» Text section

Restoring Some Measure Of Affordability In California
The LA Times reports from California. “They filed into the Eagle Rock open house alone and in groups. Twenty-three families checked out the bedrooms and kitchen during the four-hour open house on a recent Sunday. Three expressed interest in buying the three-bedroom ‘character home,’ as agent Denise Barnes described the 1,364-square-foot 1922 California bungalow, reduced to $605,000 from $645,000. But most said they were waiting for prices to drop further.”
“‘It’s pretty ugly out there,’ said longtime broker David Toyama, who specializes in Eagle Rock, Glassell Park, Highland Park and Azusa. His business is down 50% from a year ago, he said, ‘and that wasn’t our best year either.’”
“The market slide means bargains galore in areas hard hit by foreclosures, such as Hemet 92543 in Riverside County, where median prices plummeted 48%, to $130,000, during the first quarter this year, compared with the same period a year ago, according to DataQuick.”

» Provided records
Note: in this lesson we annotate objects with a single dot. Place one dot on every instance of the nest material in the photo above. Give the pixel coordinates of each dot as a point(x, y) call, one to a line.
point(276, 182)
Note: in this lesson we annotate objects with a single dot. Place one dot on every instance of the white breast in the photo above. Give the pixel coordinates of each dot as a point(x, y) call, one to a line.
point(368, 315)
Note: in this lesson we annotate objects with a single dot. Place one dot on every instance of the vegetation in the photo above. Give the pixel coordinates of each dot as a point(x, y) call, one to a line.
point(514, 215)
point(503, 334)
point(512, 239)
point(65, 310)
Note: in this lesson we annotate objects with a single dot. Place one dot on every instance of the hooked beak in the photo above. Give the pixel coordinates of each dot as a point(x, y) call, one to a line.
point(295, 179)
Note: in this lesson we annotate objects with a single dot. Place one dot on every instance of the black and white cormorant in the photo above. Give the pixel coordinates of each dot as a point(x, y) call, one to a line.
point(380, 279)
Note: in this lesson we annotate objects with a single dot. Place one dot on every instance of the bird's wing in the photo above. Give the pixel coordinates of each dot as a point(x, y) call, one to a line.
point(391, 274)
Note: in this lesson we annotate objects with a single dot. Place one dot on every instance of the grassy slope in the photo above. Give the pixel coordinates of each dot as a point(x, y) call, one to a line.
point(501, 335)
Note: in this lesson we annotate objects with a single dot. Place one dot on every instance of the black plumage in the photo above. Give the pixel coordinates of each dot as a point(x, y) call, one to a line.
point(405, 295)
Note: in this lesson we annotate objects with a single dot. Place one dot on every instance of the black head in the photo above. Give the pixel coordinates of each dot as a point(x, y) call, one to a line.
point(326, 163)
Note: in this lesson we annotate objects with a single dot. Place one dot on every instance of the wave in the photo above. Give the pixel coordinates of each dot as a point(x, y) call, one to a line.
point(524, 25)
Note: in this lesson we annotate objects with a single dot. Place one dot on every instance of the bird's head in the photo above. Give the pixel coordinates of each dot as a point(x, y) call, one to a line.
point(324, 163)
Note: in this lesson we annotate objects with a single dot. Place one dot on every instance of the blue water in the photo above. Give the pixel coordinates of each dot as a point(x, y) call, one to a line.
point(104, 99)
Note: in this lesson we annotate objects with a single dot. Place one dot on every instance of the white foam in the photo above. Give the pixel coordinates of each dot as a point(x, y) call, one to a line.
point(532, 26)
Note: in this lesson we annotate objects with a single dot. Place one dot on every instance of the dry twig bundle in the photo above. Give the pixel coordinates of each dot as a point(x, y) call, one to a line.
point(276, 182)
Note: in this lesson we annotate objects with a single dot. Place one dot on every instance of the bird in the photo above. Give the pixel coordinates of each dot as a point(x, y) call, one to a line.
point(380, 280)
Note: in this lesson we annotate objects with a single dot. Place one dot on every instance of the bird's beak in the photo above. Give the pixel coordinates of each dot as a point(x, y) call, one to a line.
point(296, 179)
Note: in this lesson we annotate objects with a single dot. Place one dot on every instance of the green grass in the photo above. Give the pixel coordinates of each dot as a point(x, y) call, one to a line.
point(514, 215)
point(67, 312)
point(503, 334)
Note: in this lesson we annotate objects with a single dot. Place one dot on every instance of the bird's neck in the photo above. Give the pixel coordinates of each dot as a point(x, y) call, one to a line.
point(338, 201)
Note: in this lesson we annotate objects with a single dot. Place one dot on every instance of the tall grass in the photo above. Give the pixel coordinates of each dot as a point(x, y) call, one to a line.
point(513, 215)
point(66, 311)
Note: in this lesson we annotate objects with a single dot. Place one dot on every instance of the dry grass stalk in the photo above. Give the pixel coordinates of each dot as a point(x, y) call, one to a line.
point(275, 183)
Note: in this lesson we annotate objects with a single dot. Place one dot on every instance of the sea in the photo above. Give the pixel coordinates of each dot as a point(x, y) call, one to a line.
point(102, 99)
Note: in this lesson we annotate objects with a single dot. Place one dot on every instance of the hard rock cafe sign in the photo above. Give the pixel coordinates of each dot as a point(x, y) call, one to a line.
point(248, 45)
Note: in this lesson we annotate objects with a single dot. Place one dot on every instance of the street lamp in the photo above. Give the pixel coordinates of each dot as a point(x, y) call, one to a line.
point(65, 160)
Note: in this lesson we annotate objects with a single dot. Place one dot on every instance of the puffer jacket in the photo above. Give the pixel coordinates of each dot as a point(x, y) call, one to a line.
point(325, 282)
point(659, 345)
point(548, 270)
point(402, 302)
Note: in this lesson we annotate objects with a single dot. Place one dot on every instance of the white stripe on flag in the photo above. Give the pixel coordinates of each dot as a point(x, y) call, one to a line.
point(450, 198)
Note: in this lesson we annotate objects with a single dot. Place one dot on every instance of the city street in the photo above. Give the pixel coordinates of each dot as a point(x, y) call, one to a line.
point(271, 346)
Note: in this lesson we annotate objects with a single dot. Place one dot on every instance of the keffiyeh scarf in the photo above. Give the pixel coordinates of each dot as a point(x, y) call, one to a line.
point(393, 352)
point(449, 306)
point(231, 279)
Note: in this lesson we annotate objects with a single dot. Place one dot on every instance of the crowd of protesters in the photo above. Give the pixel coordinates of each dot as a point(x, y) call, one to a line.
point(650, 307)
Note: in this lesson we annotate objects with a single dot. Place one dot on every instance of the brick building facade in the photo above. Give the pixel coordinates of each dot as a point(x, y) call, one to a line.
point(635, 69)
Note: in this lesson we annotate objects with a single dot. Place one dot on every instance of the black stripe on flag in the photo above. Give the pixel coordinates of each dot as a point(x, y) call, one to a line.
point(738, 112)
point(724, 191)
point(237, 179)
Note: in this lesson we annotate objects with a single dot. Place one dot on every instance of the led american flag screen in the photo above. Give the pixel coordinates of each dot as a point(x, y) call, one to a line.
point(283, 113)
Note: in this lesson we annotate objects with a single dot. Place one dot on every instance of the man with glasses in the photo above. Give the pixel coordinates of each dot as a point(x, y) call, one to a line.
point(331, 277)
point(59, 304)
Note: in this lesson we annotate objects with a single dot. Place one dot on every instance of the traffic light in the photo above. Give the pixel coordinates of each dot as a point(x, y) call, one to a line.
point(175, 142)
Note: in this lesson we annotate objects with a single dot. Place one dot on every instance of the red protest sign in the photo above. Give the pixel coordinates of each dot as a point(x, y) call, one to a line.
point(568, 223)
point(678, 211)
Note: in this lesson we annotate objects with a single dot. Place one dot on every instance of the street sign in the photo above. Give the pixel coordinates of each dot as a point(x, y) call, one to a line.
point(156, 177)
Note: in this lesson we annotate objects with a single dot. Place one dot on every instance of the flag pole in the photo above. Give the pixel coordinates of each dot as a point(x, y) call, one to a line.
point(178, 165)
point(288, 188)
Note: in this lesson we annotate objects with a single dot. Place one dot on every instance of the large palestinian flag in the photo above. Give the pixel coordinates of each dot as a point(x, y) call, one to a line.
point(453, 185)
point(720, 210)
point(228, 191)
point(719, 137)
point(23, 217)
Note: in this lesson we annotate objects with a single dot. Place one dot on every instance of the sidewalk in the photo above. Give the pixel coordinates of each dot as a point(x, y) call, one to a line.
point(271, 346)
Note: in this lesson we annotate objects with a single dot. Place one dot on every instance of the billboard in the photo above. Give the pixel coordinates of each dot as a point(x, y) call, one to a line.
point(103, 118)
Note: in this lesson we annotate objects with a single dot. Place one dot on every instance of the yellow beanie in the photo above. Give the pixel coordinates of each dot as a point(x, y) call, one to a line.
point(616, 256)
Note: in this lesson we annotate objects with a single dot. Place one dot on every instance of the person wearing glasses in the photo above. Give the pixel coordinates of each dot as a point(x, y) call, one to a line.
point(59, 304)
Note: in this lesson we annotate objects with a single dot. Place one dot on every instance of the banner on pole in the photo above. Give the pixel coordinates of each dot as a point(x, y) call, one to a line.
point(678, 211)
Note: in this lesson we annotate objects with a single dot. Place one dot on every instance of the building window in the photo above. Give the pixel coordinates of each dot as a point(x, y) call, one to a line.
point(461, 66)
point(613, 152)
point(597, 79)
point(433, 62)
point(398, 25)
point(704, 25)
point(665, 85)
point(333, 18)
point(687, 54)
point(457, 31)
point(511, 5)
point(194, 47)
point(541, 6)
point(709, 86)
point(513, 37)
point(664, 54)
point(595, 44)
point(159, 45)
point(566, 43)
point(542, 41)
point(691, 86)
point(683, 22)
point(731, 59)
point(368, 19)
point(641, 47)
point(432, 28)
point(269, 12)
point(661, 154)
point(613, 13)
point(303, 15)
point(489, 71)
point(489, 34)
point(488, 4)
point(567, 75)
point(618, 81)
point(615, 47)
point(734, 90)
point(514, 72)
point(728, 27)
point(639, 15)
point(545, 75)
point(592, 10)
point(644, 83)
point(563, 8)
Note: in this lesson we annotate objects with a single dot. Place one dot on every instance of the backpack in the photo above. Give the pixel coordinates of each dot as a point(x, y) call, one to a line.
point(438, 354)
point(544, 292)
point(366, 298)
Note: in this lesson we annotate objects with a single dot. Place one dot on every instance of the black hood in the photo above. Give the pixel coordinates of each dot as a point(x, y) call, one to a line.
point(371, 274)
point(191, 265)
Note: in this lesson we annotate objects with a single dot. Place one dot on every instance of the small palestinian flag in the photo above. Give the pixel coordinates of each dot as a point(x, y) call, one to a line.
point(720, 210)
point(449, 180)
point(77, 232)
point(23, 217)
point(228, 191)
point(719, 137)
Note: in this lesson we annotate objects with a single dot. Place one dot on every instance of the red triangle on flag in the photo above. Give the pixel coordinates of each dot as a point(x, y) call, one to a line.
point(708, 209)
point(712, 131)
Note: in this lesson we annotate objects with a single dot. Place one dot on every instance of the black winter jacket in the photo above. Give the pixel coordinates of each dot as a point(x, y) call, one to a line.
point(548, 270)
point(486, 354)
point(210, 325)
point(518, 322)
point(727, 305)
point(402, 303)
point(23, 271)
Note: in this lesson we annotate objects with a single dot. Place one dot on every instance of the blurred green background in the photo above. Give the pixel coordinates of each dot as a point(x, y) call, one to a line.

» Work to complete
Name every area that the article above on California home affordability says broker David Toyama specializes in.

» Task answer
Eagle Rock, Glassell Park, Highland Park, Azusa